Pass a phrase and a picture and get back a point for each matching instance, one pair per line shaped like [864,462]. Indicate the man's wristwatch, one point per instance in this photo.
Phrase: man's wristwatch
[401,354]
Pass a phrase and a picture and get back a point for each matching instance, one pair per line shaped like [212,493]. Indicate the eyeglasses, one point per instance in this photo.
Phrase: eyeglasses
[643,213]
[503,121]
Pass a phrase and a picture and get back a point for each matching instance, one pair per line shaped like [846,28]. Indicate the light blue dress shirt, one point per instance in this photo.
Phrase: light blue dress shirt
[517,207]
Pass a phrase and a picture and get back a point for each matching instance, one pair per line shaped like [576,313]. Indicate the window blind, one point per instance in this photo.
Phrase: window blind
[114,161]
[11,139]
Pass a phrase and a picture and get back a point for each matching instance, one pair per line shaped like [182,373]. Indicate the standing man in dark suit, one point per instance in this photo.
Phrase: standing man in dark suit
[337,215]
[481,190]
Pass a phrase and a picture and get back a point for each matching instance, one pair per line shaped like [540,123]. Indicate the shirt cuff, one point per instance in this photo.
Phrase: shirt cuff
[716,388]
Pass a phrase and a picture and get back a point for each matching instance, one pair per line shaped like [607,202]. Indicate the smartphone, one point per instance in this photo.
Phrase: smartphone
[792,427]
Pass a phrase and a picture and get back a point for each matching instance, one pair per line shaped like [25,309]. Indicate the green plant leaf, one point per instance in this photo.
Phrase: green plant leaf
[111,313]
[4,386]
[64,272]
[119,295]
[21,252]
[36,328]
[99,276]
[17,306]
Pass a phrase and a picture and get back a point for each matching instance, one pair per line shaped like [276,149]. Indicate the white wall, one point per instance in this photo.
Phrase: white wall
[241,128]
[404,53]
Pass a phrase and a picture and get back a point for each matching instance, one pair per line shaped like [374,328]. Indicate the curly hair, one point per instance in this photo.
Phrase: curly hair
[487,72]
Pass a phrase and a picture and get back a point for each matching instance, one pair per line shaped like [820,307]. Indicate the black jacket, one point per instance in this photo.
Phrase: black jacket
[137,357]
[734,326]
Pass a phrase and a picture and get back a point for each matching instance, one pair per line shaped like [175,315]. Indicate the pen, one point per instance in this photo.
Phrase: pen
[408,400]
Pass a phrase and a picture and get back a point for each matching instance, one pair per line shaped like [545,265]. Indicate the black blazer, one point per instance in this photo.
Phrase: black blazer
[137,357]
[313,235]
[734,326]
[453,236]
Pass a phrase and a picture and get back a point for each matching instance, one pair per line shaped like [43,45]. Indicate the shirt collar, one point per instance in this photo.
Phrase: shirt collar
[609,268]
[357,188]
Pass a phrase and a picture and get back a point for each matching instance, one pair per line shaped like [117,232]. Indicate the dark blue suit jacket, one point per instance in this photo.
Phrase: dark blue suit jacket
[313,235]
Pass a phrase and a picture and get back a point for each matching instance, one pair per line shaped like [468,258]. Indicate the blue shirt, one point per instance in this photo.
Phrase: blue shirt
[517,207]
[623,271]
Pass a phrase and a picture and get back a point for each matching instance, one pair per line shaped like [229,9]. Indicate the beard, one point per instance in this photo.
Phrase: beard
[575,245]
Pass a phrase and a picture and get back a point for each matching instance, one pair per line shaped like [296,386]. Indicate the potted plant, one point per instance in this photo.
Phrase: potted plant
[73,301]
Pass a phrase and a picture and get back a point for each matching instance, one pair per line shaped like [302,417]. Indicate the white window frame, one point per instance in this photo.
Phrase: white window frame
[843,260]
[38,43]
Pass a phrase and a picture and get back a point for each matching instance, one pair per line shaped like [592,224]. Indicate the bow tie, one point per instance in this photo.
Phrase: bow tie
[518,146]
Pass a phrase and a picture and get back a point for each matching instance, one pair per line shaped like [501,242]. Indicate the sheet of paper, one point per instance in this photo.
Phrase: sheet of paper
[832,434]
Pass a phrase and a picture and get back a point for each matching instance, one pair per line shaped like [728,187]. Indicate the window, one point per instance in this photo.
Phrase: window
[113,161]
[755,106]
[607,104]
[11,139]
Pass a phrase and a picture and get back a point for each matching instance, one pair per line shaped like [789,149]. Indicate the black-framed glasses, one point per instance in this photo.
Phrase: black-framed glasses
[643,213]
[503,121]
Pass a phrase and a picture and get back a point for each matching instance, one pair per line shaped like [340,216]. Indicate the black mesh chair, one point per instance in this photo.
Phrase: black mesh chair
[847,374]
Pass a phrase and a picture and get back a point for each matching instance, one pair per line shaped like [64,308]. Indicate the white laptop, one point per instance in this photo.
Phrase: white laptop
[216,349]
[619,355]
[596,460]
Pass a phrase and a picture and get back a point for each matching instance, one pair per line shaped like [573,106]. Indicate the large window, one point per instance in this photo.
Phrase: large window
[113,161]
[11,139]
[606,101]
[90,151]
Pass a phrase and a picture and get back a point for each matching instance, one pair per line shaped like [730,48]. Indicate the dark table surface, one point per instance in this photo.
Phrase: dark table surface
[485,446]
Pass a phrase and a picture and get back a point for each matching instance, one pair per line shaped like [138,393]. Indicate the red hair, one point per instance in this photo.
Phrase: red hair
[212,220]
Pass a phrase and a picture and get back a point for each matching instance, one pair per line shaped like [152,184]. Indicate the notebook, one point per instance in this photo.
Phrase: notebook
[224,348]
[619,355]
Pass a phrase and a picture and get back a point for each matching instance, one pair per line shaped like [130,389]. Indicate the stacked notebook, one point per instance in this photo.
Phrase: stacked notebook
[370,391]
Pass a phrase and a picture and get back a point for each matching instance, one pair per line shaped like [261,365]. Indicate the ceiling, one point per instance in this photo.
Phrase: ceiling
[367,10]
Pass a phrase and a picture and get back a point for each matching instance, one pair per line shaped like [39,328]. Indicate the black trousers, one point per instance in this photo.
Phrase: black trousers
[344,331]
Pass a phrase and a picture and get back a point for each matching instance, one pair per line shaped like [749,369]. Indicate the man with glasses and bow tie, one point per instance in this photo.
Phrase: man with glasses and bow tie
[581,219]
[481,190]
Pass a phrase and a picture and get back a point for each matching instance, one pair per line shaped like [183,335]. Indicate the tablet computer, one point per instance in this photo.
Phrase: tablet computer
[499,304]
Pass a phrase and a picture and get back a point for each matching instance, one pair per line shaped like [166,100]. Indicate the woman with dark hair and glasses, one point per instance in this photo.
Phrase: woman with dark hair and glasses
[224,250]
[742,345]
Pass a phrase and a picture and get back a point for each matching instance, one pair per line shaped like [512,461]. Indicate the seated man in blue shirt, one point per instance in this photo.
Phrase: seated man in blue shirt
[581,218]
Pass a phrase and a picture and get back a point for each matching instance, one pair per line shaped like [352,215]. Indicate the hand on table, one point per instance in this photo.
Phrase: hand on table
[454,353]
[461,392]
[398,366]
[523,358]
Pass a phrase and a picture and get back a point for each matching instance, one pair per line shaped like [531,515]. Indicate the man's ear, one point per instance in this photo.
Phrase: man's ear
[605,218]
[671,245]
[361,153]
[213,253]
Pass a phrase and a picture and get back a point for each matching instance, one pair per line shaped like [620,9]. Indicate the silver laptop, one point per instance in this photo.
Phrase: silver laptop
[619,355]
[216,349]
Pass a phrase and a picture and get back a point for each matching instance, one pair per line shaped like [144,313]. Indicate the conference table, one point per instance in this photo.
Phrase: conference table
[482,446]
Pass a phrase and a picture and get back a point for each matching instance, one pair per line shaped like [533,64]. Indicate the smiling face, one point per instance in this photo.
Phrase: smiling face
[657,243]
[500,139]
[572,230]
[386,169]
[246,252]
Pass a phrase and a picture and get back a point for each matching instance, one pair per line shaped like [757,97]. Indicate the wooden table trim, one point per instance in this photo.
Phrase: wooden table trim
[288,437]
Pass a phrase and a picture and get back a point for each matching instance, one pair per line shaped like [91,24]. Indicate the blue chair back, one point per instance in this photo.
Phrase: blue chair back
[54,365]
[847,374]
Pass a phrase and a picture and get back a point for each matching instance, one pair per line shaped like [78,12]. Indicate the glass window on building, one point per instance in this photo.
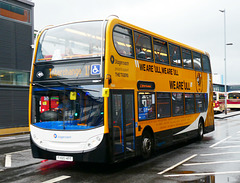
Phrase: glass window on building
[14,78]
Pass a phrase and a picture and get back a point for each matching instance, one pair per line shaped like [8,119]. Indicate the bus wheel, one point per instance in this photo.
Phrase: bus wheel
[200,130]
[147,145]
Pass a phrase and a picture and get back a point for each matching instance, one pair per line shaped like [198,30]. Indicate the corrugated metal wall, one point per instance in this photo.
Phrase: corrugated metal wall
[15,54]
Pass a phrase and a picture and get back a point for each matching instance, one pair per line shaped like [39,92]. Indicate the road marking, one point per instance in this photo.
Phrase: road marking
[57,179]
[226,147]
[211,163]
[174,166]
[216,154]
[8,157]
[19,151]
[220,142]
[202,174]
[8,160]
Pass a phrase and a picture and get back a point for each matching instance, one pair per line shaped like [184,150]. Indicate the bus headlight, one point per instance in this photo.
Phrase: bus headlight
[94,141]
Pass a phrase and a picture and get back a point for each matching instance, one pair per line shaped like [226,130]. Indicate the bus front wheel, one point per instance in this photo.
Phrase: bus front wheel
[147,145]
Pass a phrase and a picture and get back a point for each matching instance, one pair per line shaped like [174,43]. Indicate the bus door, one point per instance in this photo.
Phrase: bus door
[122,107]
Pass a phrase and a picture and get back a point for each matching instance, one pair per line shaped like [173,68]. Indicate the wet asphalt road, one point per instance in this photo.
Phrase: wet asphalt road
[216,159]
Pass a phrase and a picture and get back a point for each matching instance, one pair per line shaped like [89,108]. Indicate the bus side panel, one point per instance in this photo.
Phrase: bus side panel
[100,155]
[209,122]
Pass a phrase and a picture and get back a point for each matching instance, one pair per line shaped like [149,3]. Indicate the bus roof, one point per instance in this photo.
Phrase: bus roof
[155,35]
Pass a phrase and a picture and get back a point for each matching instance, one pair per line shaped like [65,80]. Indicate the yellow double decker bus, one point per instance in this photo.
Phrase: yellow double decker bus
[105,91]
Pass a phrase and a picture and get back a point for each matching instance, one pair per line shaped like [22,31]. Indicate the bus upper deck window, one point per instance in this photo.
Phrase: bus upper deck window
[175,55]
[122,38]
[187,58]
[160,51]
[206,64]
[143,46]
[197,61]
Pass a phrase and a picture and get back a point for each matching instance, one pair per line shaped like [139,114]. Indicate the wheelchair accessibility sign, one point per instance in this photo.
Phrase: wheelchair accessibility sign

━━━━━━━━━━━━━━━━━━━━━━━━━━━━━━

● **WHAT YOU HAVE TO DO**
Locate the line with "bus, one point per instance in this photo." in the entries above; extract it and every line after it, verbatim.

● **TASK RESPONSE**
Pass a phrase and a picture and get back a point for each matching instance, one pair per line shaped like [65,80]. Indicate the yellow double decker bus, one point per instance in this photo.
Phrase: yellow double decker bus
[105,91]
Pass a phrase and a picture and get back a point for each matching instance, one pair per line shaped like [22,31]. Indicate the bus upper deck window, one point per instance in this photo.
Phrase: bus upper deck window
[175,55]
[122,38]
[187,58]
[160,51]
[206,64]
[143,46]
[197,61]
Pass a phrase and a picture and get back a point for each matching instance, one pair per line shaped like [139,114]. Indicate the wheelchair accessibility sign, one point per instance in this photo.
Phrase: wheelchair accessibility sign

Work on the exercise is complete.